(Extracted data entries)
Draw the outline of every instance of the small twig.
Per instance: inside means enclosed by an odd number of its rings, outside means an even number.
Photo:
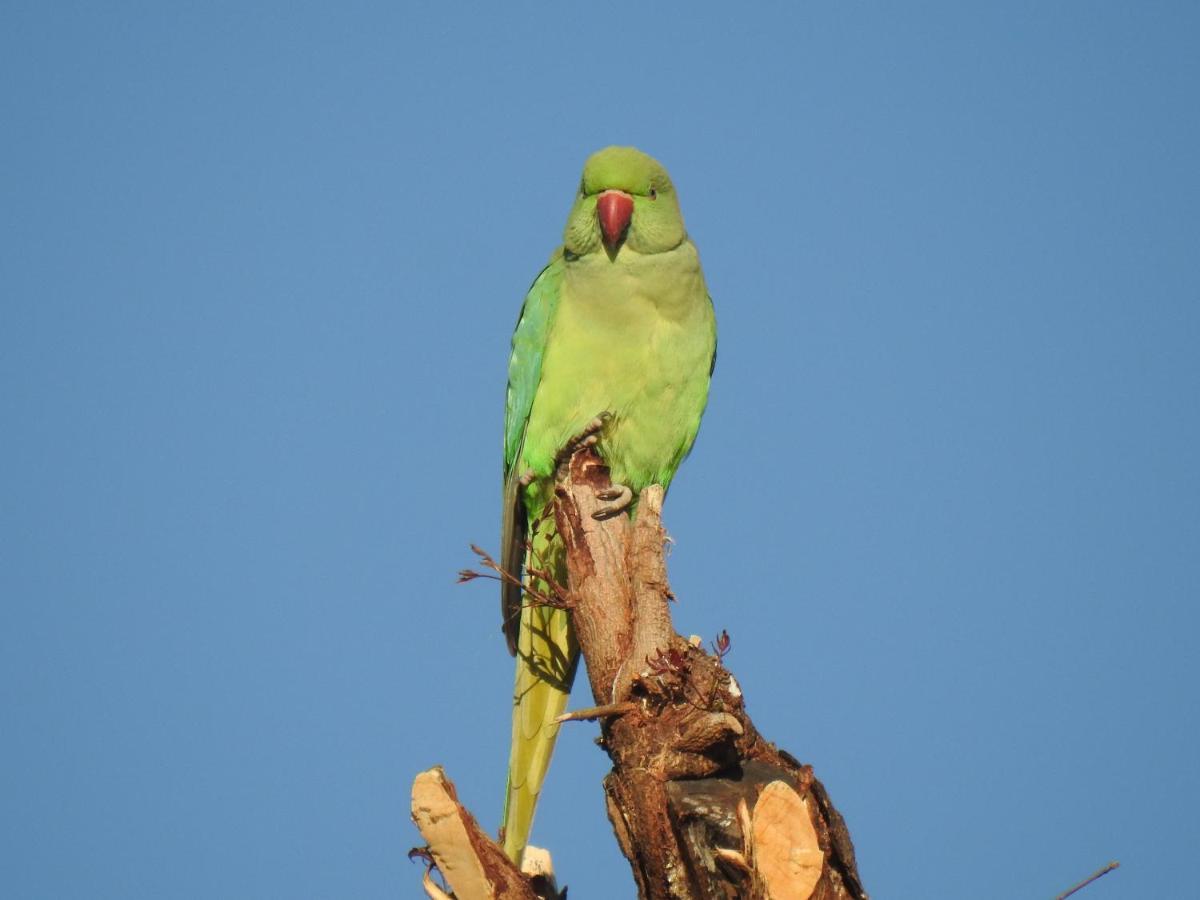
[[[1083,890],[1085,887],[1087,887],[1089,884],[1091,884],[1091,883],[1092,883],[1093,881],[1095,881],[1097,878],[1100,878],[1100,877],[1102,877],[1102,876],[1104,876],[1104,875],[1107,875],[1109,872],[1111,872],[1111,871],[1112,871],[1113,869],[1115,869],[1115,868],[1118,868],[1120,865],[1121,865],[1121,864],[1120,864],[1119,862],[1117,862],[1117,861],[1114,859],[1114,860],[1113,860],[1112,862],[1110,862],[1110,863],[1109,863],[1107,866],[1104,866],[1104,867],[1103,867],[1103,868],[1101,868],[1101,869],[1097,869],[1095,872],[1093,872],[1093,873],[1092,873],[1091,875],[1089,875],[1087,878],[1083,879],[1083,881],[1079,882],[1079,884],[1075,885],[1075,886],[1074,886],[1073,888],[1071,888],[1070,890],[1068,890],[1068,891],[1065,891],[1064,893],[1061,893],[1061,894],[1059,894],[1057,897],[1055,897],[1055,898],[1054,898],[1054,900],[1066,900],[1066,898],[1067,898],[1067,897],[1070,897],[1070,896],[1071,896],[1072,894],[1074,894],[1076,891],[1081,891],[1081,890]]]
[[[479,561],[484,568],[491,569],[495,575],[488,575],[486,572],[476,572],[474,569],[459,569],[458,583],[465,584],[468,581],[474,581],[476,578],[488,578],[492,581],[502,581],[505,584],[513,584],[519,587],[530,601],[531,606],[552,606],[555,609],[571,609],[569,592],[565,587],[554,580],[554,576],[550,574],[548,569],[535,568],[534,566],[526,566],[525,570],[534,578],[543,581],[549,588],[549,592],[540,591],[531,584],[522,582],[513,573],[505,570],[500,563],[492,557],[490,553],[481,547],[471,544],[471,552],[479,557]]]
[[[549,569],[527,565],[525,573],[531,578],[544,581],[546,587],[549,588],[548,591],[539,591],[531,588],[528,584],[524,585],[525,594],[534,598],[536,601],[535,605],[553,606],[557,609],[570,609],[573,606],[570,591],[554,580],[554,576],[550,574]]]
[[[623,716],[638,708],[636,703],[625,700],[621,703],[608,703],[604,706],[591,706],[587,709],[577,709],[555,717],[555,722],[590,722],[593,719],[606,719]]]
[[[725,657],[733,649],[733,641],[729,637],[729,632],[722,628],[721,633],[717,635],[717,639],[710,646],[712,647],[713,655],[717,657],[717,662],[724,665]]]

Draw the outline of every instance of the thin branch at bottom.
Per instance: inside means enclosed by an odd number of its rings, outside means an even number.
[[[563,713],[561,716],[555,716],[555,722],[580,722],[590,721],[591,719],[607,719],[613,716],[623,716],[626,713],[631,713],[638,708],[636,703],[622,701],[620,703],[609,703],[606,706],[591,706],[587,709],[577,709],[574,712]]]
[[[1087,878],[1083,879],[1083,881],[1079,882],[1079,884],[1075,885],[1069,891],[1065,891],[1064,893],[1059,894],[1057,897],[1054,898],[1054,900],[1066,900],[1067,897],[1070,897],[1076,891],[1082,891],[1085,887],[1087,887],[1089,884],[1091,884],[1097,878],[1107,875],[1109,872],[1111,872],[1113,869],[1119,867],[1120,865],[1121,864],[1114,859],[1107,866],[1104,866],[1101,869],[1097,869],[1095,872],[1093,872]]]

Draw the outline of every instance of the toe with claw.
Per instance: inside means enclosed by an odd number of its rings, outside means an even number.
[[[629,505],[633,503],[633,491],[629,489],[628,485],[614,484],[602,491],[596,491],[596,499],[602,501],[604,505],[592,513],[592,518],[603,521],[611,519],[613,516],[619,516],[629,509]]]
[[[584,425],[583,430],[567,441],[566,445],[558,451],[558,456],[554,460],[555,468],[561,468],[570,462],[576,450],[584,447],[595,447],[600,441],[600,432],[604,430],[604,426],[611,420],[612,413],[602,412]]]

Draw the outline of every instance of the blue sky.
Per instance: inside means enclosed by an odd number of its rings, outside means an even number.
[[[720,327],[677,627],[729,629],[868,889],[1192,877],[1194,5],[2,18],[6,896],[417,896],[435,763],[498,822],[511,660],[454,574],[610,143],[670,168]],[[535,826],[573,900],[633,896],[595,733]]]

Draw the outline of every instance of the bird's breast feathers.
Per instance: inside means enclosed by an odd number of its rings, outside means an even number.
[[[563,300],[597,325],[627,330],[660,319],[703,317],[709,306],[700,257],[691,241],[666,253],[622,248],[613,261],[603,253],[571,260],[564,269]],[[603,321],[600,321],[603,320]]]
[[[549,474],[558,449],[601,412],[600,451],[632,487],[670,480],[708,395],[712,304],[690,242],[641,256],[623,248],[566,263],[524,465]],[[543,473],[542,470],[545,470]]]

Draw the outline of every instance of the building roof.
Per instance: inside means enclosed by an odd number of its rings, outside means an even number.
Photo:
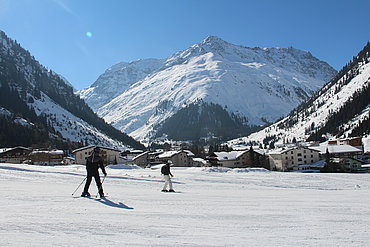
[[[260,148],[256,148],[256,149],[253,148],[253,151],[260,154],[260,155],[265,155],[266,154],[265,150],[260,149]]]
[[[0,148],[0,153],[9,152],[9,151],[12,151],[12,150],[15,150],[15,149],[23,149],[23,150],[31,151],[30,148],[18,146],[18,147],[13,147],[13,148]]]
[[[140,157],[143,157],[143,156],[147,155],[148,153],[149,153],[149,151],[146,151],[146,152],[144,152],[144,153],[141,153],[141,154],[139,154],[139,155],[135,156],[132,160],[137,160],[137,159],[139,159]]]
[[[184,149],[182,151],[186,152],[189,157],[194,157],[195,156],[195,154],[192,151],[190,151],[190,150]]]
[[[214,152],[219,161],[236,160],[248,150],[244,151],[230,151],[230,152]]]
[[[35,150],[32,151],[31,154],[53,154],[53,155],[59,155],[64,154],[63,150]]]
[[[183,151],[182,150],[181,151],[167,151],[167,152],[164,152],[164,153],[159,154],[158,155],[158,158],[159,159],[171,158],[174,155],[179,154],[181,152],[183,152]]]
[[[271,154],[283,154],[283,153],[286,153],[286,152],[289,152],[289,151],[292,151],[292,150],[296,150],[296,149],[308,149],[308,150],[319,152],[318,150],[313,149],[311,147],[296,146],[296,147],[274,149],[274,150],[271,150],[268,154],[270,154],[270,155]]]
[[[317,150],[320,154],[325,154],[326,150],[331,154],[340,154],[340,153],[359,153],[362,152],[361,149],[358,149],[351,145],[320,145],[310,147],[312,150]]]
[[[202,159],[202,158],[194,158],[193,161],[203,163],[203,164],[207,164],[207,161],[205,159]]]
[[[83,151],[83,150],[85,150],[85,149],[90,149],[90,148],[95,148],[95,147],[98,147],[98,148],[100,148],[100,149],[108,149],[108,150],[112,150],[112,151],[120,152],[118,149],[114,149],[114,148],[90,145],[90,146],[82,147],[82,148],[79,148],[79,149],[75,149],[75,150],[73,150],[73,151],[72,151],[72,153],[77,153],[77,152],[79,152],[79,151]]]

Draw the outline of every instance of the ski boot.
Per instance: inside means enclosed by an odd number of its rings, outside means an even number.
[[[83,193],[81,194],[81,196],[82,196],[82,197],[90,197],[91,195],[90,195],[90,193],[89,193],[89,192],[83,192]]]

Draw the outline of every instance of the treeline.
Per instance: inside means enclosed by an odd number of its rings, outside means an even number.
[[[314,106],[314,102],[327,90],[335,86],[334,94],[337,94],[343,86],[347,85],[354,77],[356,77],[360,71],[361,65],[367,64],[370,58],[370,43],[368,42],[366,46],[358,53],[357,56],[347,63],[338,74],[332,78],[328,83],[326,83],[319,91],[314,93],[312,97],[308,100],[302,102],[298,107],[293,109],[289,113],[289,118],[279,125],[279,128],[289,128],[292,127],[299,121],[299,118],[304,118],[309,114],[314,113],[315,109],[322,106],[325,102],[318,102],[317,106]],[[311,108],[311,112],[308,109]]]
[[[156,129],[155,137],[210,142],[246,136],[259,127],[248,126],[245,118],[229,114],[218,104],[200,101],[180,109]]]
[[[346,129],[341,125],[348,123],[354,116],[361,113],[370,104],[370,86],[367,84],[363,90],[357,91],[345,105],[343,105],[339,111],[329,116],[325,126],[313,133],[308,140],[323,141],[322,135],[325,133],[331,133],[333,135],[340,136]],[[370,133],[370,125],[367,121],[360,122],[356,128],[355,133],[359,135]],[[367,125],[366,125],[367,124]],[[366,132],[367,130],[367,132]],[[352,135],[355,135],[352,133]]]

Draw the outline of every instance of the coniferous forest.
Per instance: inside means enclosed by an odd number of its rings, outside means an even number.
[[[210,143],[212,139],[226,141],[246,136],[260,128],[249,126],[245,118],[229,114],[220,105],[198,102],[189,104],[167,119],[158,127],[157,137],[167,135],[173,140],[189,138],[190,141],[207,140]]]
[[[88,105],[74,94],[73,88],[54,72],[39,64],[31,54],[16,41],[11,40],[0,31],[0,107],[11,111],[12,116],[1,116],[2,127],[0,145],[14,146],[28,143],[45,143],[48,146],[81,146],[82,143],[63,139],[48,126],[46,116],[37,116],[27,105],[34,99],[40,99],[41,93],[49,96],[54,102],[94,126],[107,136],[121,141],[125,145],[143,148],[133,138],[122,133],[103,119],[99,118]],[[33,123],[33,126],[16,126],[17,117]],[[7,123],[8,122],[8,123]],[[26,133],[21,137],[21,133]],[[13,134],[13,133],[19,133]],[[25,141],[24,139],[27,139]]]

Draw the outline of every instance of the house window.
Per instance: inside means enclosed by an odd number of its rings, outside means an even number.
[[[302,156],[302,154],[301,153],[298,153],[297,156]]]
[[[294,165],[294,161],[292,161],[292,165]]]
[[[311,160],[311,163],[313,163],[313,160]]]
[[[306,158],[306,155],[304,155],[303,158]]]
[[[293,151],[291,151],[290,153],[293,154]]]
[[[299,158],[299,159],[298,159],[298,161],[302,161],[302,159],[301,159],[301,158]]]
[[[292,157],[290,157],[291,159],[294,159],[294,157],[292,156]]]
[[[285,159],[287,160],[288,159],[288,156],[286,156]]]
[[[313,154],[311,154],[311,158],[313,158]]]
[[[306,153],[306,150],[303,150],[303,153]]]

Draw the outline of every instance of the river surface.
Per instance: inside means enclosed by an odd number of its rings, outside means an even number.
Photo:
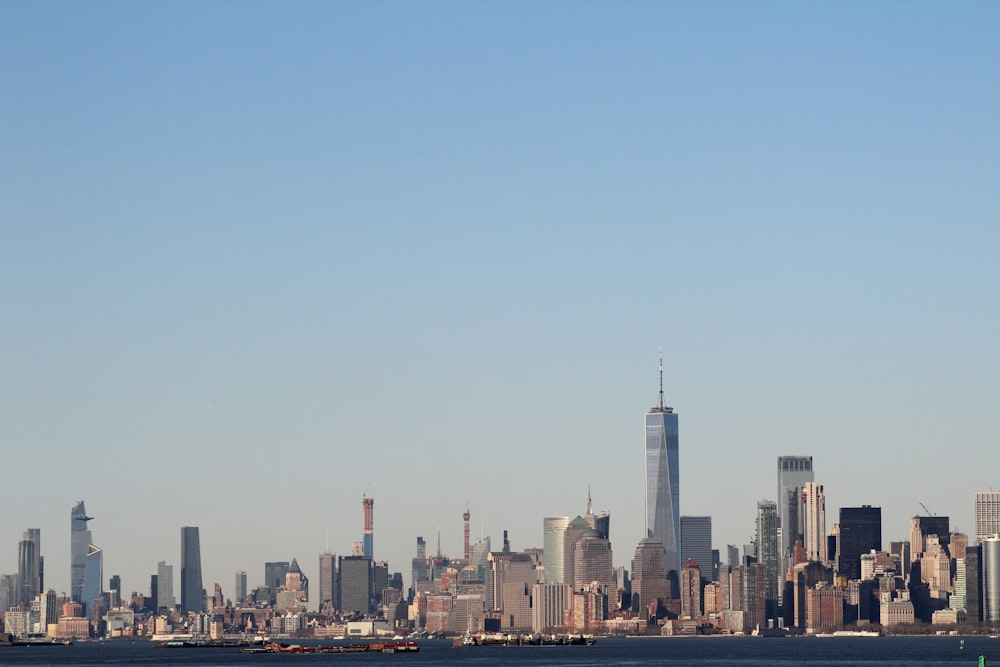
[[[316,643],[316,642],[303,642]],[[963,648],[964,643],[964,648]],[[537,665],[588,667],[868,667],[985,664],[1000,667],[1000,639],[988,637],[684,637],[598,639],[594,646],[453,647],[422,641],[419,653],[247,654],[233,648],[154,649],[148,641],[0,647],[0,665]]]

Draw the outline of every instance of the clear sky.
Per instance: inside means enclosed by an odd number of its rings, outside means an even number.
[[[1000,3],[0,3],[0,572],[409,583],[542,518],[643,537],[662,346],[681,513],[776,459],[829,523],[1000,488]],[[175,594],[179,595],[179,574]]]

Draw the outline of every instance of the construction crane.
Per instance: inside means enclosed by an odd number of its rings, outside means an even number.
[[[935,514],[934,512],[930,511],[929,509],[927,509],[927,505],[924,505],[923,503],[920,503],[920,506],[924,508],[924,512],[927,513],[927,516],[937,516],[937,514]]]

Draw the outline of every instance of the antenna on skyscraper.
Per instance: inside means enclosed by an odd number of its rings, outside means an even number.
[[[660,404],[657,406],[662,411],[665,407],[663,403],[663,348],[660,348]]]
[[[438,521],[438,558],[441,557],[441,522]]]

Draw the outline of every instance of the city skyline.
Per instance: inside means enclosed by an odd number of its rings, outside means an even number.
[[[998,23],[0,3],[0,573],[38,529],[69,592],[85,499],[129,590],[178,578],[182,526],[206,588],[293,558],[318,582],[368,494],[405,575],[439,526],[462,553],[466,507],[519,550],[588,485],[628,563],[661,346],[677,510],[716,548],[785,455],[828,527],[870,504],[906,539],[923,504],[971,534],[1000,469]]]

> _EXERCISE PROMPT_: Copy out, exactly and alone, the lines of the entries above between the ones holding "Draw the outline of every instance of the thin" and "Draw the outline of every instance of the toe", inclusive.

> _OUTPUT_:
Draw the outline of every instance of the thin branch at bottom.
Per instance: inside means enclosed by an odd number of its rings, outside means an even number.
[[[563,713],[561,716],[555,716],[555,722],[580,722],[590,721],[591,719],[607,719],[613,716],[623,716],[626,713],[631,713],[638,708],[636,703],[622,701],[620,703],[609,703],[606,706],[591,706],[587,709],[577,709],[574,712]]]
[[[1087,878],[1083,879],[1083,881],[1079,882],[1079,884],[1075,885],[1069,891],[1065,891],[1064,893],[1059,894],[1057,897],[1054,898],[1054,900],[1066,900],[1067,897],[1070,897],[1076,891],[1082,891],[1085,887],[1087,887],[1089,884],[1091,884],[1097,878],[1107,875],[1109,872],[1111,872],[1113,869],[1119,867],[1120,865],[1121,864],[1114,859],[1107,866],[1104,866],[1101,869],[1097,869],[1095,872],[1093,872]]]

Draw the outline of every instance of the toe with claw.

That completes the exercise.